- What the task requires:
Every entry is to be reproduced word for word, but the images are not.
(Source data begins)
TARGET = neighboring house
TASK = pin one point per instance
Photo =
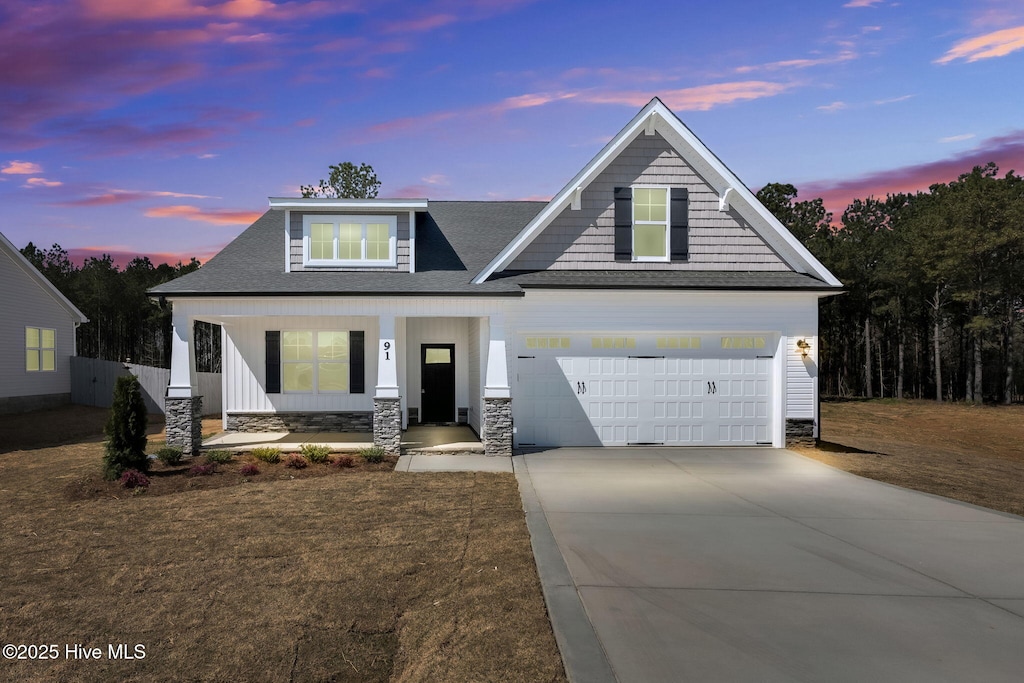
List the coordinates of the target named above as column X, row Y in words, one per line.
column 653, row 300
column 37, row 336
(Source data ends)
- Expected answer:
TARGET = neighboring house
TASK = pin one point per instance
Photo =
List the coordinates of the target named above as column X, row Y in words, one per line.
column 653, row 300
column 37, row 336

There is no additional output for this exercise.